┌────────

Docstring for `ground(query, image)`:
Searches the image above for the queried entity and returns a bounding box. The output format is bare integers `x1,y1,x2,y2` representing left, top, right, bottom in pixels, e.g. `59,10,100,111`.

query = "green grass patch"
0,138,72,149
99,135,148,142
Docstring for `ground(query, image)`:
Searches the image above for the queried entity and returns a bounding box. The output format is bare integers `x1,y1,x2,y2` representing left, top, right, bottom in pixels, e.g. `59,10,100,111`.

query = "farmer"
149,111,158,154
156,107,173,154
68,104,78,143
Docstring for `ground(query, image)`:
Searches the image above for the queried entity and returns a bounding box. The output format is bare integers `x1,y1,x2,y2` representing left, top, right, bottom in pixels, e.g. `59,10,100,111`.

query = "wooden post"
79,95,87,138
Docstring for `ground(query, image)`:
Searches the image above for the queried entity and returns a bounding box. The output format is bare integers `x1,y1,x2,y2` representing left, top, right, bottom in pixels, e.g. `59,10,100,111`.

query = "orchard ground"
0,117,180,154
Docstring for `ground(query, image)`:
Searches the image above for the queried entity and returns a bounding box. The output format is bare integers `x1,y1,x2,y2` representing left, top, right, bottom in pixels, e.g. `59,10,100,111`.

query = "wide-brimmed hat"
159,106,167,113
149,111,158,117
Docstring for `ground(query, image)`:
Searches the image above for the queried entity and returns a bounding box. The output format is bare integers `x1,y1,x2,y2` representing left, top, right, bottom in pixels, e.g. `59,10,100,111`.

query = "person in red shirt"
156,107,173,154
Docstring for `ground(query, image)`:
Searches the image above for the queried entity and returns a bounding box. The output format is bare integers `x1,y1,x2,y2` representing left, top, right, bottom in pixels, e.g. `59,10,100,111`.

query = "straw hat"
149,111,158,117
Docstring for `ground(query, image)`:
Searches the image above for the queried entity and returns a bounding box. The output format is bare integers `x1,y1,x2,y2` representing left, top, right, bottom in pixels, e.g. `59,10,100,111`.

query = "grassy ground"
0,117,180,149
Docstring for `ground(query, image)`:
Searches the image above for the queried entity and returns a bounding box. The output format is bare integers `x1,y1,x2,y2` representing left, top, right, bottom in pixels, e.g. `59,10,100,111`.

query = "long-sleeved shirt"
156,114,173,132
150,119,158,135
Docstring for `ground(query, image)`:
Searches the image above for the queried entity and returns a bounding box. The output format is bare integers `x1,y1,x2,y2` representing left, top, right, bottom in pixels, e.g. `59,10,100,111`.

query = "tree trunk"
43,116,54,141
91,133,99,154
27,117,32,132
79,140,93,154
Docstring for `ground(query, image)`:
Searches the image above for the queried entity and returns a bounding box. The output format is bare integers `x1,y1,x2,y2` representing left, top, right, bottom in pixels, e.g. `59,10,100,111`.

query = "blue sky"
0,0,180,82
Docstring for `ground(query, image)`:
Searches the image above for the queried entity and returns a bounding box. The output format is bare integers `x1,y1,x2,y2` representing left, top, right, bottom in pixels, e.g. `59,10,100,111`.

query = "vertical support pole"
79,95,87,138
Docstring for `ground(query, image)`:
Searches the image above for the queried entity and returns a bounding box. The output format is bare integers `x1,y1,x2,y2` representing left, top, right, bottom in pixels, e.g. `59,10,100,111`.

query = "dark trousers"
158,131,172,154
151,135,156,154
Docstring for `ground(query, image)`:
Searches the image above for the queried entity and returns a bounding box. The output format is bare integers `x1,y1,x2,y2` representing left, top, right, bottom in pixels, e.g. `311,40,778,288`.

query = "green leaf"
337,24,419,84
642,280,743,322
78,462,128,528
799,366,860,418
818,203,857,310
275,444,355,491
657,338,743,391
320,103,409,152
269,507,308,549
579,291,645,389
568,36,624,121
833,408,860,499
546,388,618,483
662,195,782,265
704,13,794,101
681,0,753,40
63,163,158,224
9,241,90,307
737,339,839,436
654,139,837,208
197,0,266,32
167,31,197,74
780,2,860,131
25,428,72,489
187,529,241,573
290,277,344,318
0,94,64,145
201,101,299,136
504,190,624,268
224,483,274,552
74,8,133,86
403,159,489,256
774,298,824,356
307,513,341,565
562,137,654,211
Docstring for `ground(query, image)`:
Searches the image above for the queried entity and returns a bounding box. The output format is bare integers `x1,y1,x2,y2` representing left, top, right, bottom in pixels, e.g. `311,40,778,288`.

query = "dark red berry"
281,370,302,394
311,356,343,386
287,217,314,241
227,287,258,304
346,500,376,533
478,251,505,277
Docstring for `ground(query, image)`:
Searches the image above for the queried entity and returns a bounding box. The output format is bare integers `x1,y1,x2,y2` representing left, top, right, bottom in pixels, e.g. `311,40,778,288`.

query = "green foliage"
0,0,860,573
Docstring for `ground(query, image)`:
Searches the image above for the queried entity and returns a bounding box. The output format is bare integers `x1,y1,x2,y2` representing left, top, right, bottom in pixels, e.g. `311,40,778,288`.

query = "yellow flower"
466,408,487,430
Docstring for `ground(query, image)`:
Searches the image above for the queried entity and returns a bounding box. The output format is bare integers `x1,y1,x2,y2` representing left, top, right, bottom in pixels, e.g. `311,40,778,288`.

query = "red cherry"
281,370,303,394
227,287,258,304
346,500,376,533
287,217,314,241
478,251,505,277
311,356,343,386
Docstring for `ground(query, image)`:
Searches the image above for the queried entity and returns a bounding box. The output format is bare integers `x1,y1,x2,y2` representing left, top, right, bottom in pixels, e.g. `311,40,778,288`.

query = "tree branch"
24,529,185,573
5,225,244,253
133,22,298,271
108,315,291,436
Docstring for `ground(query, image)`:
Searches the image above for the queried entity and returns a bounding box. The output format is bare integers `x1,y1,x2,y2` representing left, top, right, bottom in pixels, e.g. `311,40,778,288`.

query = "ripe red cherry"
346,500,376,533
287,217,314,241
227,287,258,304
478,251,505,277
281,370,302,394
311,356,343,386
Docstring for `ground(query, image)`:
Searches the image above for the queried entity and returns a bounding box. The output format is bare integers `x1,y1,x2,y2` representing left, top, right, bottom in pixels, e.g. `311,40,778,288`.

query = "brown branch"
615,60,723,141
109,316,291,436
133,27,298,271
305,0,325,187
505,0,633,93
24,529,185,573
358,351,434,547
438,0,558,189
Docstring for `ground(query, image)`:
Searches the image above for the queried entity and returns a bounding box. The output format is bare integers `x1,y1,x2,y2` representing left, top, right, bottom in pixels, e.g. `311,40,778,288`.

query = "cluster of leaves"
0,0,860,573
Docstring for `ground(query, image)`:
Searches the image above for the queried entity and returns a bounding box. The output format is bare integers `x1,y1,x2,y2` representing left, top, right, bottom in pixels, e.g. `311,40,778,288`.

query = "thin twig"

└────────

## Challenge
Format every line of the material above as a Markdown table with the columns Row and Line. Number the rows consecutively and leave out blank lines.

## Task result
| Row | Line |
|---|---|
| 1 | Docstring for `ground(query, image)`: |
| 2 | Searches the image above for the queried entity and returns a bounding box. The output format is bare integers `x1,y1,x2,y2` representing left, top, right, bottom in pixels, e.g. `59,10,100,111`. |
| 3 | query = "green grass patch" |
| 4 | 0,138,72,149 |
| 5 | 99,135,148,142 |
| 6 | Docstring for `ground(query, image)`: |
| 7 | Searches the image above for the queried entity and returns a bounding box. The output format is bare integers `x1,y1,x2,y2` representing left, top, right, bottom in pixels, e.g. `59,10,100,111`. |
| 8 | query = "farmer" |
| 9 | 149,111,158,154 |
| 10 | 156,107,173,154 |
| 11 | 68,104,78,143 |
| 12 | Docstring for `ground(query, image)`: |
| 13 | Searches the image above for the queried entity and returns a bounding box. The output format is bare integers `x1,y1,x2,y2` representing left, top, right, bottom in pixels, e.g. `59,10,100,111`. |
| 14 | query = "wooden post" |
| 15 | 79,95,87,138 |
| 16 | Docstring for `ground(query, image)`: |
| 17 | Searches the image above for the queried entity and returns a bounding box. The output format is bare integers `x1,y1,x2,y2` representing left, top, right, bottom in pixels, e.g. `59,10,100,111`. |
| 18 | query = "orchard ground" |
| 19 | 0,117,180,154 |
| 20 | Docstring for `ground(query, image)`: |
| 21 | Searches the image above for the queried entity and returns a bounding box. The output format is bare integers `x1,y1,x2,y2` representing left, top, right, bottom in pixels, e.g. `59,10,100,111`. |
| 22 | query = "wide-brimmed hat" |
| 23 | 159,106,167,113 |
| 24 | 149,111,158,117 |
| 25 | Docstring for `ground(query, image)`: |
| 26 | Searches the image above for the queried entity and returns a bounding box. The output format is bare integers `x1,y1,x2,y2` representing left, top, right, bottom in pixels, e.g. `59,10,100,111`. |
| 27 | query = "person in red shirt" |
| 28 | 156,107,173,154 |
| 29 | Docstring for `ground(query, image)`: |
| 30 | Searches the image above for the queried entity and returns a bounding box. The output format is bare integers `x1,y1,x2,y2` representing left, top, right, bottom in pixels, e.g. `59,10,100,111`. |
| 31 | query = "straw hat" |
| 32 | 149,111,158,117 |
| 33 | Docstring for `ground(query, image)`: |
| 34 | Searches the image above for the queried entity and returns a bounding box. The output format is bare integers `x1,y1,x2,y2` representing left, top, right, bottom in pixels, e.g. `59,10,100,111`. |
| 35 | query = "grassy ground" |
| 36 | 0,117,180,149 |
| 37 | Docstring for `ground(query, image)`: |
| 38 | Searches the image above for the queried entity and returns a bounding box. The output format is bare integers `x1,y1,x2,y2` representing left, top, right, bottom in pixels, e.g. `59,10,100,111`. |
| 39 | query = "long-sleeved shirt" |
| 40 | 156,114,173,132 |
| 41 | 150,119,158,135 |
| 42 | Docstring for `ground(query, image)`: |
| 43 | Searches the image above for the queried entity and returns a bounding box. The output format is bare integers `x1,y1,x2,y2` representing left, top, right, bottom in pixels, e.g. `59,10,100,111`. |
| 44 | query = "tree trunk" |
| 45 | 43,116,54,141 |
| 46 | 91,133,99,154 |
| 47 | 27,117,32,132 |
| 48 | 79,140,93,154 |
| 49 | Docstring for `ground(query, image)`: |
| 50 | Searches the image above for the queried entity and returns a bounding box. The output format is bare integers `x1,y1,x2,y2` representing left, top, right, bottom in pixels, e.g. `59,10,100,111`. |
| 51 | query = "blue sky" |
| 52 | 0,0,180,82 |
| 53 | Docstring for `ground(query, image)`: |
| 54 | Searches the image above for the queried entity and returns a bounding box. The output format is bare integers `x1,y1,x2,y2` representing left, top, right, bottom in pixels, e.g. `59,10,100,111`. |
| 55 | query = "vertical support pole" |
| 56 | 79,95,87,138 |
| 57 | Docstring for `ground(query, image)`: |
| 58 | Searches the image above for the queried entity and returns a bounding box. The output format is bare integers `x1,y1,x2,y2` representing left, top, right, bottom in pixels, e.g. `59,10,100,111`. |
| 59 | query = "dark trousers" |
| 60 | 158,131,172,154 |
| 61 | 151,135,156,154 |
| 62 | Docstring for `ground(query, image)`: |
| 63 | Searches the image above for the queried entity and returns a bounding box. The output format is bare integers `x1,y1,x2,y2` representing left, top, right, bottom in pixels, e.g. `311,40,778,288`. |
| 64 | query = "green leaf" |
| 65 | 337,24,419,84 |
| 66 | 642,280,743,322 |
| 67 | 78,462,128,528 |
| 68 | 799,366,860,418 |
| 69 | 818,203,857,310 |
| 70 | 275,444,355,491 |
| 71 | 657,338,743,391 |
| 72 | 320,103,409,152 |
| 73 | 269,507,308,549 |
| 74 | 579,291,645,389 |
| 75 | 568,36,624,121 |
| 76 | 833,408,860,499 |
| 77 | 546,388,618,483 |
| 78 | 662,195,782,265 |
| 79 | 704,13,794,101 |
| 80 | 681,0,753,40 |
| 81 | 63,163,158,224 |
| 82 | 9,241,90,307 |
| 83 | 737,339,839,436 |
| 84 | 654,139,837,208 |
| 85 | 197,0,266,32 |
| 86 | 167,31,197,74 |
| 87 | 780,2,860,131 |
| 88 | 25,428,72,489 |
| 89 | 187,529,241,573 |
| 90 | 290,277,344,318 |
| 91 | 0,94,64,145 |
| 92 | 201,101,299,136 |
| 93 | 504,190,624,268 |
| 94 | 224,483,274,552 |
| 95 | 74,8,133,86 |
| 96 | 403,159,489,256 |
| 97 | 774,298,824,356 |
| 98 | 307,513,341,565 |
| 99 | 562,137,654,211 |
| 100 | Docstring for `ground(query, image)`: |
| 101 | Searches the image above for the queried entity and returns a bounding box. The output format is bare integers `x1,y1,x2,y2` representing left, top, right, bottom in pixels, e.g. `311,40,778,288`. |
| 102 | query = "dark red berry" |
| 103 | 281,370,302,394 |
| 104 | 311,356,343,386 |
| 105 | 287,217,314,241 |
| 106 | 227,287,258,304 |
| 107 | 346,500,376,533 |
| 108 | 478,251,505,277 |
| 109 | Docstring for `ground(query, image)`: |
| 110 | Searches the image above for the queried entity and returns a bounding box. The output format is bare integers `x1,y1,x2,y2` representing left, top, right, bottom in pixels, e.g. `311,40,778,288`. |
| 111 | query = "green foliage" |
| 112 | 0,0,860,573 |
| 113 | Docstring for `ground(query, image)`: |
| 114 | Searches the image above for the queried entity and returns a bounding box. The output format is bare integers `x1,y1,x2,y2` representing left, top, right, bottom in pixels, e.g. `311,40,778,288`. |
| 115 | query = "yellow flower" |
| 116 | 466,408,487,430 |
| 117 | Docstring for `ground(query, image)`: |
| 118 | Searches the image above for the queried entity and returns a bounding box. The output format is bare integers `x1,y1,x2,y2` representing left, top, right, bottom in pixels, e.g. `311,40,778,288`. |
| 119 | query = "red cherry" |
| 120 | 281,370,303,394 |
| 121 | 227,287,258,304 |
| 122 | 346,500,376,533 |
| 123 | 287,217,314,241 |
| 124 | 478,251,505,277 |
| 125 | 311,356,343,386 |
| 126 | Docstring for `ground(query, image)`: |
| 127 | Searches the image above for the queried entity and returns a bounding box. The output format is bare integers `x1,y1,x2,y2` representing left, top, right, bottom in pixels, e.g. `311,40,778,288`. |
| 128 | query = "tree branch" |
| 129 | 24,529,185,573 |
| 130 | 5,225,244,253 |
| 131 | 133,22,298,271 |
| 132 | 108,315,291,436 |
| 133 | Docstring for `ground(query, image)`: |
| 134 | Searches the image above for the queried entity and returns a bounding box. The output format is bare integers `x1,y1,x2,y2` representing left, top, right, bottom in pixels, e.g. `311,40,778,288`. |
| 135 | query = "ripe red cherry" |
| 136 | 346,500,376,533 |
| 137 | 287,217,314,241 |
| 138 | 227,287,258,304 |
| 139 | 478,251,505,277 |
| 140 | 281,370,302,394 |
| 141 | 311,356,343,386 |
| 142 | Docstring for `ground(query, image)`: |
| 143 | Searches the image above for the queried entity and returns a bounding box. The output format is bare integers `x1,y1,x2,y2` representing left, top, right, bottom in pixels, e.g. `311,40,778,288`. |
| 144 | query = "brown branch" |
| 145 | 615,60,723,141 |
| 146 | 109,316,291,436 |
| 147 | 133,27,298,271 |
| 148 | 305,0,325,187 |
| 149 | 505,0,633,93 |
| 150 | 24,529,185,573 |
| 151 | 358,351,434,547 |
| 152 | 438,0,558,189 |
| 153 | Docstring for `ground(query, image)`: |
| 154 | Searches the image above for the queried entity and returns a bounding box. The output format is bare integers `x1,y1,x2,y2` representing left, top, right, bottom in pixels, e.g. `311,40,778,288`. |
| 155 | query = "cluster of leaves" |
| 156 | 0,0,860,573 |
| 157 | Docstring for `ground(query, image)`: |
| 158 | Searches the image above for the queried entity and returns a bounding box. The output format is bare integers `x1,y1,x2,y2` representing left, top, right, bottom in pixels, e.g. `311,40,778,288`. |
| 159 | query = "thin twig" |